> Assigned task: The response should contain all of the records, copied exactly, and none of the images.

> Data to process:
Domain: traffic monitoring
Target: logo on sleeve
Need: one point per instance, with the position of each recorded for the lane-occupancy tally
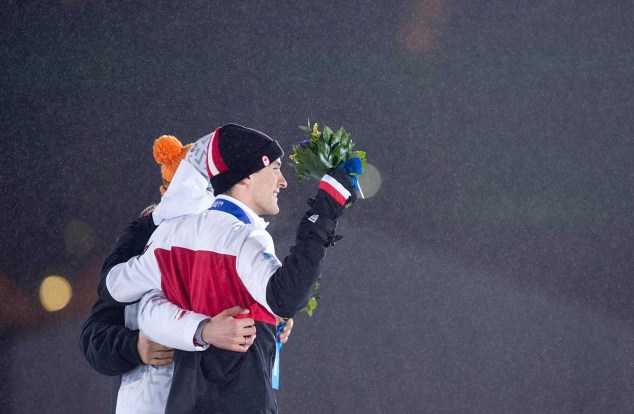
(269, 256)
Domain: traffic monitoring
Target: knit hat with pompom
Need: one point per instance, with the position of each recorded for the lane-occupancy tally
(169, 152)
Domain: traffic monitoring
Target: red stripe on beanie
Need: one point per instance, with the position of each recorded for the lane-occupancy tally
(332, 191)
(213, 156)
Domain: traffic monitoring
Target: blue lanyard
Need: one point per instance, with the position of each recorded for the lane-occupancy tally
(227, 206)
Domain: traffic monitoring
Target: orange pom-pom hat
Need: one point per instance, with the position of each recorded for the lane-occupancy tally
(169, 152)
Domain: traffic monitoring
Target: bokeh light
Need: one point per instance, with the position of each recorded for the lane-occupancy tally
(370, 181)
(55, 293)
(79, 237)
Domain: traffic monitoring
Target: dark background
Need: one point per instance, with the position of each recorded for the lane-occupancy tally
(492, 271)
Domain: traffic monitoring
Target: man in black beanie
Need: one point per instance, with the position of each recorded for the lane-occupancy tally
(224, 256)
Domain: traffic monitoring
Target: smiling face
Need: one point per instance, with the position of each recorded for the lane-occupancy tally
(265, 186)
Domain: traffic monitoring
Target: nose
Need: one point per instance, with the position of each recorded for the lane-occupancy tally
(281, 181)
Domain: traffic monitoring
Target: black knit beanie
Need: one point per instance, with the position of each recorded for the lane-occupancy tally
(236, 152)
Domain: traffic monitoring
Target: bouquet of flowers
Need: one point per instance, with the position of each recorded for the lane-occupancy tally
(313, 157)
(326, 149)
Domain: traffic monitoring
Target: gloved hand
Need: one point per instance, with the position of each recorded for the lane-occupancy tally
(336, 192)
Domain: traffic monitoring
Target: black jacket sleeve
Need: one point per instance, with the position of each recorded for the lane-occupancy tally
(107, 344)
(290, 286)
(131, 243)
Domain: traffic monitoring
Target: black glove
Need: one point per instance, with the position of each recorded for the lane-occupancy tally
(336, 192)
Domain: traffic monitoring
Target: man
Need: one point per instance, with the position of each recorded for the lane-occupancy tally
(111, 340)
(224, 255)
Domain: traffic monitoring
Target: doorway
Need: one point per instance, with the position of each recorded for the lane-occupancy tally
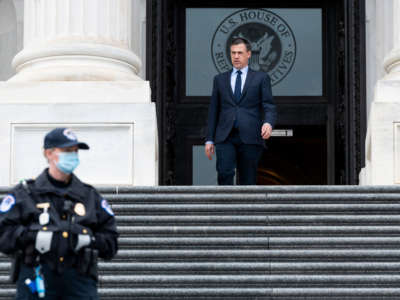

> Exercise output:
Domain: traffic monitoring
Target: logo on sleeve
Need: one point per instance, with the position of each recorded for the lane-occupancy tally
(269, 256)
Domain: traffic monitoring
Target: knit hat with pompom
Need: one point per instance, with the position of each recorded for the lane-occupancy tally
(169, 152)
Domain: traffic monitoring
Target: red stripe on beanie
Need: one point per instance, with the position of each recorded for the lane-occupancy tally
(332, 191)
(213, 156)
Domain: traffic monitoring
Target: blue lanyard
Need: one point per instance, with the position of each recorded for the lane-occupancy tally
(227, 206)
Domain: traffic monitoring
Target: orange pom-pom hat
Need: one point per instance, with the position of each recorded for the lane-occupancy tally
(169, 152)
Domain: traffic monitoring
Target: bokeh light
Need: one point per instance, with the position of each recorded for the lane-occupancy tally
(370, 181)
(55, 293)
(79, 237)
Domain: traffic monitoring
Target: dark background
Need: one point per instance, with the position of each recorded for the lane-occupancy tally
(492, 271)
Domain: traffic monitoring
Target: man in black beanie
Need: one point per instance, with the position of each recorded for the lane-occupancy tally
(224, 256)
Domain: traffic monitoring
Target: smiling face
Need: one point per instance, with the position of each recorded for the lane-occupancy tally
(265, 186)
Domain: traffic monitoring
Target: nose
Need: one point per instance, with the position of each recorded for the lane-occupancy tally
(281, 181)
Domain: traffic monitoring
Target: black knit beanie
Need: one point per instance, with the position of each recorded for the lane-occupancy tally
(236, 152)
Domain: traffic monitoring
Target: bouquet of flowers
Need: one point per instance, with the position of each recorded for the lane-occupancy tally
(313, 157)
(326, 149)
Domain: traffic monitoring
Target: gloved hand
Need: one point per instance, with the position of each recorded for the lane-occupancy tally
(336, 192)
Domain: traffic monitoring
Target: black jacket sleeve
Need: one point per instance, with the position of each recorded for the lane-occupancy tally
(107, 344)
(290, 286)
(131, 243)
Domain: traffic monitoring
Target: black glove
Need: one point per instance, with the position of each recorded for the lane-occupancy tally
(336, 192)
Domain: traffic monitoring
Target: man
Need: one point per instance, with the position of each recorded for the lane-occupancy tally
(111, 340)
(224, 255)
Domain: traffic monitoring
Target: doorway
Need: one point per instance, with the position of each recorded for the lane-occupancy tally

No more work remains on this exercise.